WHAT THE EXERCISE ASKS.
Gather every line of the rows below that contains the word "concrete", treating uppercase and lowercase letters as different.

Coordinate labeling data.
## BEGIN

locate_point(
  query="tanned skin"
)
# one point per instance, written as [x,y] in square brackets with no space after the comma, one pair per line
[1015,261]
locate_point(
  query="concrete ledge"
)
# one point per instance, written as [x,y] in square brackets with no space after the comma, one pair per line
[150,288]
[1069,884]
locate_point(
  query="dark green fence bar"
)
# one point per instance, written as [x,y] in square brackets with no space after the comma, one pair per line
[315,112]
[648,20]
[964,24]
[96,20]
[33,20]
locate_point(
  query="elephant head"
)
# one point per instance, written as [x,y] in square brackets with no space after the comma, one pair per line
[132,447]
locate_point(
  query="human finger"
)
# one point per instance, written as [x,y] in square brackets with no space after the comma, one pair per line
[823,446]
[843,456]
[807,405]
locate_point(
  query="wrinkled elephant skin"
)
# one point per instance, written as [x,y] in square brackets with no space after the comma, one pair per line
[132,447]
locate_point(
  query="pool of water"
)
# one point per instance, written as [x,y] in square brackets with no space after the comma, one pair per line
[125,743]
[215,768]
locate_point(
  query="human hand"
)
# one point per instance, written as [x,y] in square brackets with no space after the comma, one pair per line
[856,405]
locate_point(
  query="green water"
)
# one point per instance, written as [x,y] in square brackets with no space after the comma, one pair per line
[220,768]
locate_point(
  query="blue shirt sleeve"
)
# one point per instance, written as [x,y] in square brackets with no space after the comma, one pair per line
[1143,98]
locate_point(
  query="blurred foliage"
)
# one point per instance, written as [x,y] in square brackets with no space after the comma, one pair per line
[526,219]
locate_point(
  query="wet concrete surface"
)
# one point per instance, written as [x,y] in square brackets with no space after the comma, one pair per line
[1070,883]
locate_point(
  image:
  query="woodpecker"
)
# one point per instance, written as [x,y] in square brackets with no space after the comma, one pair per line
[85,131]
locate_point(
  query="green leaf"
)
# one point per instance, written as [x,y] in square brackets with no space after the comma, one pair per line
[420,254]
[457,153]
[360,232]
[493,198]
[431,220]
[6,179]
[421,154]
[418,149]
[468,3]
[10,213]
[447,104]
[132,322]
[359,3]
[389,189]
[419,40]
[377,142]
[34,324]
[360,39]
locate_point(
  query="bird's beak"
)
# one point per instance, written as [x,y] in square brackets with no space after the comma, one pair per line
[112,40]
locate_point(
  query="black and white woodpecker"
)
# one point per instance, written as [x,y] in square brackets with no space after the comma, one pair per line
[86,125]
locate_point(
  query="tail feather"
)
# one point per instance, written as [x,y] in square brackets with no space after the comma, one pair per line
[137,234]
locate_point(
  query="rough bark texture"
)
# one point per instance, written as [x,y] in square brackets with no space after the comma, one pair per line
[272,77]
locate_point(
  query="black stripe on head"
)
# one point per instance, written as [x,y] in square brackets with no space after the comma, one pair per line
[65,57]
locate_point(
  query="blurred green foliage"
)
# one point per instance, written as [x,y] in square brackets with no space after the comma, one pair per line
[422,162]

## END

THE RESULT.
  query="concrete ledge"
  query="wet concrete surface"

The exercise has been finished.